THE BLACK MAMBAS: PIONEERING ANTI-POACHING UNIT EMPOWERING LOCAL WOMEN
Visual policing and early detection through foot patrols of boundary fences, removal of snares, conducting road blocks, night patrols looking for signs of poachers, assisting in VHF rhino tracking and being a role model for their local communities and more means a busy schedule.
But it’s all in a day (and night)’s work for The Black Mambas, an elite group of 36 all-female anti-poaching rangers who are the first of their kind patrolling 55,000 hectares of the greater Kruger National Park in South Africa.
Their vital role protecting natural habitat has seen them achieve a significant reduction in poaching within the areas they patrol.
EMPOWERING WOMEN IN LOCAL COMMUNITIES
The Black Mambas live locally, in villages surrounding the areas they patrol, which is also home to the largest single population of rhino in the world.
The ladies play a key role in their communities raising awareness and engaging locals on the rhino poaching crisis.
Providing opportunities for local women is at the heart of the Black Mambas community-led programme. Empowering them with jobs and a direct role on the front line of anti-poaching helps the entire community support the protection of iconic species and native wildlife including the rhino.
Targeting the future leaders of society, they deliver conservation education to hundreds of local children with their unique Bush Babies programme and have reached over 2,000 children since the initiative started.
A SPECIAL EVENT IN HONOUR OF THE BLACK MAMBAS
On a mid-summer’s day in London, Helping Rhinos joined forces with singer/songwriter and Helping Rhinos Ambassador Cara Frew, a-Sisterhood and Georgie Shields, Director of the South African-run Everard Reed Gallery for a wonderful Evening of the ARTs in aid of the Black Mambas. Supporters enjoyed a fantastic acoustic set by Cara, sculpture by Guy du Toit, artwork by Tom Middleton and Karen Laurence-Rowe and an insightful talk on the Black Mambas by Helping Rhinos CEO, Simon Jones.

+--

According to the Black Mambas article, how many hectares of the greater Kruger National Park does the group patrol? The entries that come next aren't needed.

+--

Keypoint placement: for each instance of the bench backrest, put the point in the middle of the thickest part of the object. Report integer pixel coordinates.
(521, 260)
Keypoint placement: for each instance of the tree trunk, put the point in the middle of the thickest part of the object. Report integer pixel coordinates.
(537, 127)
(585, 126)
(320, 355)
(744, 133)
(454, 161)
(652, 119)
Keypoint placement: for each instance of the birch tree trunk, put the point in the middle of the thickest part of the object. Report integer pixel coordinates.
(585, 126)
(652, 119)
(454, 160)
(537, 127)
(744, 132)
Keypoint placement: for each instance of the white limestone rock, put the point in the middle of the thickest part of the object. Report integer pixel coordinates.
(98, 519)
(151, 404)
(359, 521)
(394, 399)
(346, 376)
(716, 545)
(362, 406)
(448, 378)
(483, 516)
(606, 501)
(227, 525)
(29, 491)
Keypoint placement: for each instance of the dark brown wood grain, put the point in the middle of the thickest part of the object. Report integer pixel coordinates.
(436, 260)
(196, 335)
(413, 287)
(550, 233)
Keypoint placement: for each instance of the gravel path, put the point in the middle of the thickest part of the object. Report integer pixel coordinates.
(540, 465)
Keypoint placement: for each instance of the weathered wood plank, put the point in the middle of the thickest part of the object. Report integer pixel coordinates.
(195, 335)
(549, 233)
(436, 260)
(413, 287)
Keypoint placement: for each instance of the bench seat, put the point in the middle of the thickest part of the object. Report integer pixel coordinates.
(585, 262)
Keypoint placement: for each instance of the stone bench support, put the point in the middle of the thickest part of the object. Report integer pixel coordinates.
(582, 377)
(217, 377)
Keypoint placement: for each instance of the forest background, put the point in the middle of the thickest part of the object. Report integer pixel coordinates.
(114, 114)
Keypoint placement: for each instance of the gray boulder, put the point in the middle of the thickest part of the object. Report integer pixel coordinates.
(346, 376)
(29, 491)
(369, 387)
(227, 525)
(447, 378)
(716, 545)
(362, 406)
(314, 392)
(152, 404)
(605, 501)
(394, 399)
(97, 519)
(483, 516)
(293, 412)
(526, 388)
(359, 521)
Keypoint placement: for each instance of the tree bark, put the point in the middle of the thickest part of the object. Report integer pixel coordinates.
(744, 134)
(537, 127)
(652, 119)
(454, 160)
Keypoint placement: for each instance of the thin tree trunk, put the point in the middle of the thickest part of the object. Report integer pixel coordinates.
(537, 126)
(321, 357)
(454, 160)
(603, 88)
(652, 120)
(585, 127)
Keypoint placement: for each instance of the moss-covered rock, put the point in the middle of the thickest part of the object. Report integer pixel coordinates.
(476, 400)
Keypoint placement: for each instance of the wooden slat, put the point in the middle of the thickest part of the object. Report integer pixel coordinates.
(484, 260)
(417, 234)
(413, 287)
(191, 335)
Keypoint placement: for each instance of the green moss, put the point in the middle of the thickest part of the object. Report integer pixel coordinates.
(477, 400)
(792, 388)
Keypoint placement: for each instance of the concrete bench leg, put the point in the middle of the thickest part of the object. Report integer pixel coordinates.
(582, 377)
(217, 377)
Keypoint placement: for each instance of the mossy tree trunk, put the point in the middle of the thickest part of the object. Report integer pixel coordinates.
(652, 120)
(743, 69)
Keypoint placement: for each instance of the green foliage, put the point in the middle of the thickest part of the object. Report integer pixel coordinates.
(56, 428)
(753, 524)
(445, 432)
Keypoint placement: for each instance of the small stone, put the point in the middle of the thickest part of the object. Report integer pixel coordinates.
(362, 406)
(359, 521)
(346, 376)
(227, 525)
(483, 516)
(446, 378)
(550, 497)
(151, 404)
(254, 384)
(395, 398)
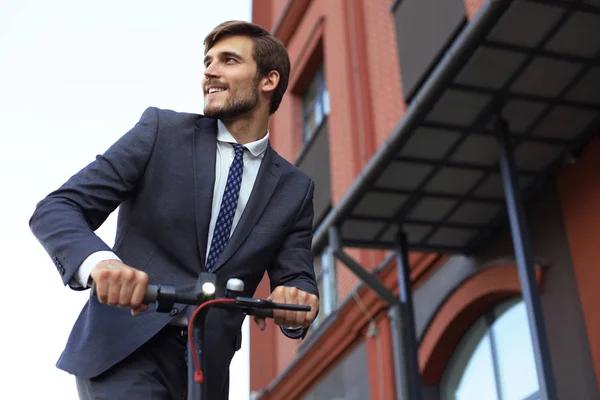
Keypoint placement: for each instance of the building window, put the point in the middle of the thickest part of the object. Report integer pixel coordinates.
(347, 380)
(494, 360)
(315, 105)
(325, 274)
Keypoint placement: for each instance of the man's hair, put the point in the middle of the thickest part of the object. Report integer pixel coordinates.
(269, 53)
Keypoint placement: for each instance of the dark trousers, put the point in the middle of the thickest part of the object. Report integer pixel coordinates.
(156, 371)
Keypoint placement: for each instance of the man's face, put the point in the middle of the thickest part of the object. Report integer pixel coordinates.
(231, 82)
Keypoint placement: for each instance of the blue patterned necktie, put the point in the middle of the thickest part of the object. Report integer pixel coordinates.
(228, 206)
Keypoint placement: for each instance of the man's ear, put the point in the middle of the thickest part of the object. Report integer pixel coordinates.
(269, 83)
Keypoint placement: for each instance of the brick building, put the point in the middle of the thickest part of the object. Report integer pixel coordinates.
(393, 109)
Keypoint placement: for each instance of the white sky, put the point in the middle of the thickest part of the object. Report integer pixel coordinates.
(74, 77)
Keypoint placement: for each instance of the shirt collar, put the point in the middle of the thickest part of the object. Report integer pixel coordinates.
(255, 148)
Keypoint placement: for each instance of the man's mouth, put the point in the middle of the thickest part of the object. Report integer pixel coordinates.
(215, 91)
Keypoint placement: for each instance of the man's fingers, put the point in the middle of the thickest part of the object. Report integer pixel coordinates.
(114, 288)
(120, 285)
(139, 291)
(127, 287)
(138, 310)
(261, 323)
(313, 302)
(291, 297)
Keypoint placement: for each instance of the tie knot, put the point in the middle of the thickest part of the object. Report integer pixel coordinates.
(238, 150)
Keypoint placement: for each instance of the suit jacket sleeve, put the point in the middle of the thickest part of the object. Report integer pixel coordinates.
(293, 265)
(64, 222)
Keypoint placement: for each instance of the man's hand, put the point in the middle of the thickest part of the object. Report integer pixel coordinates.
(120, 285)
(291, 295)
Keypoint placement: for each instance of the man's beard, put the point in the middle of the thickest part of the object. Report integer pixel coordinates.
(241, 102)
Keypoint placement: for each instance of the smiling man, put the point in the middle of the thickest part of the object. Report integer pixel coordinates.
(196, 193)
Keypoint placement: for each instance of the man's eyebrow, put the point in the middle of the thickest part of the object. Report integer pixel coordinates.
(228, 53)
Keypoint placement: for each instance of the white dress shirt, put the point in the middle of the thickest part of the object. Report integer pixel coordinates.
(252, 159)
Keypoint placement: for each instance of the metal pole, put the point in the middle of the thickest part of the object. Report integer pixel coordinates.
(524, 256)
(400, 365)
(408, 318)
(395, 313)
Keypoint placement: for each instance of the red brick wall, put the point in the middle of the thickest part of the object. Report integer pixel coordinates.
(384, 69)
(580, 197)
(363, 77)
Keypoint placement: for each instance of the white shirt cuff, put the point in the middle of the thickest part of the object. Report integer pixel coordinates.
(82, 275)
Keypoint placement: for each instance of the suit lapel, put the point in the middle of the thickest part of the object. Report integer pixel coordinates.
(205, 150)
(264, 186)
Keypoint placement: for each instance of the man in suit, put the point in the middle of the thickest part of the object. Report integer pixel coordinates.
(196, 192)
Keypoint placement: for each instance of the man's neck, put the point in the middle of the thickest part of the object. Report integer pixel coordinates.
(247, 130)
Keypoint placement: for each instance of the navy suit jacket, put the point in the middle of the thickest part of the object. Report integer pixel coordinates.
(161, 173)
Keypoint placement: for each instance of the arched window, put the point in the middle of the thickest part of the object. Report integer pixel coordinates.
(494, 360)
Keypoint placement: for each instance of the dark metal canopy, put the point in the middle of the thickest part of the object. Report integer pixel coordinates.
(535, 62)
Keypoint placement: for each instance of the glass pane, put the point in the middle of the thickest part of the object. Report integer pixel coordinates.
(518, 375)
(470, 373)
(309, 126)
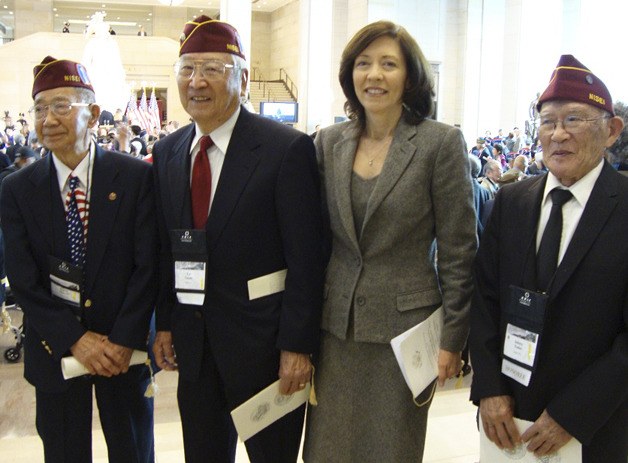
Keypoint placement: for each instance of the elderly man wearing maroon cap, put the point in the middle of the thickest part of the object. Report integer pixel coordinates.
(81, 253)
(549, 325)
(238, 201)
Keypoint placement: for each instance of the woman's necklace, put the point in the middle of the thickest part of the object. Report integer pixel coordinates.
(376, 150)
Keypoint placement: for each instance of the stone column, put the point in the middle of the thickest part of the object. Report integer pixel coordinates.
(33, 16)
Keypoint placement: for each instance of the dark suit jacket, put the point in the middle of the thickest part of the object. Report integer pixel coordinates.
(582, 373)
(120, 282)
(265, 217)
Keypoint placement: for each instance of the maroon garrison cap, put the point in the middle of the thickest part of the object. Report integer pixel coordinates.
(204, 34)
(572, 81)
(54, 73)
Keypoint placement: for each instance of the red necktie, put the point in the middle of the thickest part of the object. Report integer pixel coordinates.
(201, 183)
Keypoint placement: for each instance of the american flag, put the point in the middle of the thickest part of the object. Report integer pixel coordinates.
(144, 116)
(83, 206)
(153, 111)
(131, 110)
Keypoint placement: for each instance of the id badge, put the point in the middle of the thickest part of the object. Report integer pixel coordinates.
(190, 265)
(65, 281)
(520, 344)
(525, 316)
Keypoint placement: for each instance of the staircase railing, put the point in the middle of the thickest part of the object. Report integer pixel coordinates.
(267, 94)
(292, 88)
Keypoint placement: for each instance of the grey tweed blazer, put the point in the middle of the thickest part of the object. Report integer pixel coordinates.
(423, 199)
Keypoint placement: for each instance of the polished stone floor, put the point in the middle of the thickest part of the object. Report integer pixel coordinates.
(451, 435)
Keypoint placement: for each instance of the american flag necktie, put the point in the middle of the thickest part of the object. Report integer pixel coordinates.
(76, 233)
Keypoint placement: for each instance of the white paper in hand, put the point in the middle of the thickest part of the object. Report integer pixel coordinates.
(569, 453)
(417, 350)
(71, 368)
(264, 408)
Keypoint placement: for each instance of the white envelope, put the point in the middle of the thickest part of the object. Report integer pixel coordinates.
(417, 350)
(268, 284)
(71, 368)
(489, 452)
(264, 408)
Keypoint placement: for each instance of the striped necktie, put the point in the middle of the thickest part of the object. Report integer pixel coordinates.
(74, 224)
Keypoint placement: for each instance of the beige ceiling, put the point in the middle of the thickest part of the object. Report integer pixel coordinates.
(125, 15)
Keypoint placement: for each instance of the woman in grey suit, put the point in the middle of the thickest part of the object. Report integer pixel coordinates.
(397, 186)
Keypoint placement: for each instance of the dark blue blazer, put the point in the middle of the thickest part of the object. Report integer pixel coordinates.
(582, 372)
(120, 270)
(265, 217)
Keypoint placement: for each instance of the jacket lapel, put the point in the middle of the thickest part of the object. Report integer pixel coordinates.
(342, 158)
(241, 157)
(105, 198)
(599, 207)
(528, 218)
(178, 172)
(400, 154)
(50, 220)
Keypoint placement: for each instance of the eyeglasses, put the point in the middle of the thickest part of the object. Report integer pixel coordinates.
(59, 108)
(571, 124)
(210, 70)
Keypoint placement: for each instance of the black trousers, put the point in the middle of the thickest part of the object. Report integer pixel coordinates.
(64, 420)
(209, 435)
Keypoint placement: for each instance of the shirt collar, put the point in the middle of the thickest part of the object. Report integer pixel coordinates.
(81, 171)
(220, 136)
(581, 190)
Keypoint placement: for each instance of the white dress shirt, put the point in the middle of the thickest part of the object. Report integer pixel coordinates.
(572, 209)
(216, 154)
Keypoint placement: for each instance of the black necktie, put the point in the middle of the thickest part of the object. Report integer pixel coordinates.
(547, 255)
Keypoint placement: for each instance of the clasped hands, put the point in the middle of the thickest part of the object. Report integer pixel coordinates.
(101, 356)
(544, 437)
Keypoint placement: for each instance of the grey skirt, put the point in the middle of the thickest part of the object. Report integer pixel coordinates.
(365, 410)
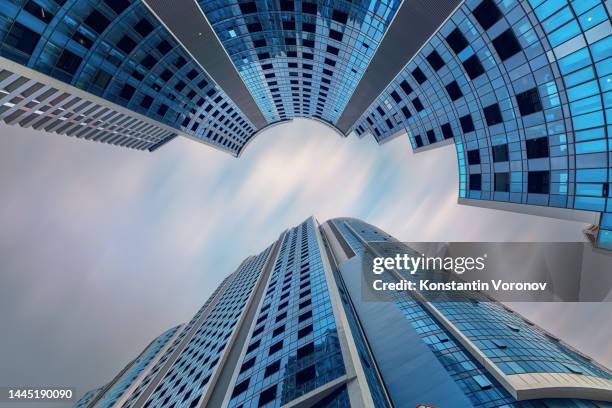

+--

== FULL ANSWER ==
55,000 hectares.